**ACTIVITY:** Leave the images out, and copy each of the records below exactly.

**INFORMATION PROVIDED:**

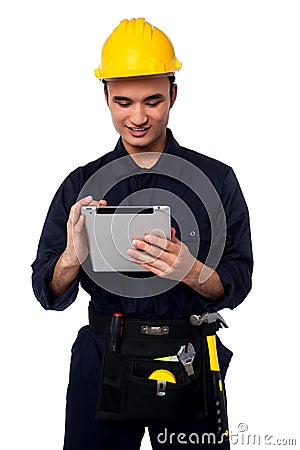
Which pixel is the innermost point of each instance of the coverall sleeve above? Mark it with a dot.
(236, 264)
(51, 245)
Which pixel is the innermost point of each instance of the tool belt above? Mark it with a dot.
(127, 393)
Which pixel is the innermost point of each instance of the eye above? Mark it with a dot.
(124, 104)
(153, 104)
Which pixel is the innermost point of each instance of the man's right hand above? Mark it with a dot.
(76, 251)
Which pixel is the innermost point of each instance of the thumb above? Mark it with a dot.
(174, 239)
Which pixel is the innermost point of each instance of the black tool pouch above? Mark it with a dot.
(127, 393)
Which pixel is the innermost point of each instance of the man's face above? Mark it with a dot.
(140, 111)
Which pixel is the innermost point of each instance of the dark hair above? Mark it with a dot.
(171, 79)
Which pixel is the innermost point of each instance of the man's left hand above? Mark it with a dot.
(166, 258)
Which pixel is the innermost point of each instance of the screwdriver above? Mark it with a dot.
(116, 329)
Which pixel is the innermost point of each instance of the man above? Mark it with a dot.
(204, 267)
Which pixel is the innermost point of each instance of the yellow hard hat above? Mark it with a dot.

**SOLUTION TO THE EXERCISE:**
Which pixel is the innermost point of each instance of the coverall sleeve above? Mark it with a dot.
(236, 264)
(51, 245)
Which pixel is the innermost point of each instance of the tool belt above? Mark it with a dot.
(127, 393)
Which pixel is the innermost point of each instance of the eye above? Mark it with a dot.
(124, 104)
(153, 104)
Which pixel is the innermost point of each instance of the man's right hand above? Mark it with a dot.
(76, 251)
Which pixel is the innermost point of each instance of the thumb above? Mark it with a dot.
(174, 239)
Which pixel is the innermost point of each instance of the black tool pouch above? Mark it with a dot.
(127, 393)
Which pixel is the innermost point of each instance of the man's face above? Mark it with a dot.
(140, 111)
Which pixel is the innermost point of each instance of the dark hair above? Mark it with a dot.
(171, 79)
Which pixel is the innermost point of each instance of the man's left hand above? Mark it with a dot.
(166, 258)
Which pixel is the innermost point of each instance of the screwdriver above? Mark it with a dot.
(116, 329)
Which pixel is the innermost point of each instance of the man above? Mark it with a dot.
(204, 267)
Which pixel is the innermost point of each instance of the yellow hard hat above? Mark it with a dot.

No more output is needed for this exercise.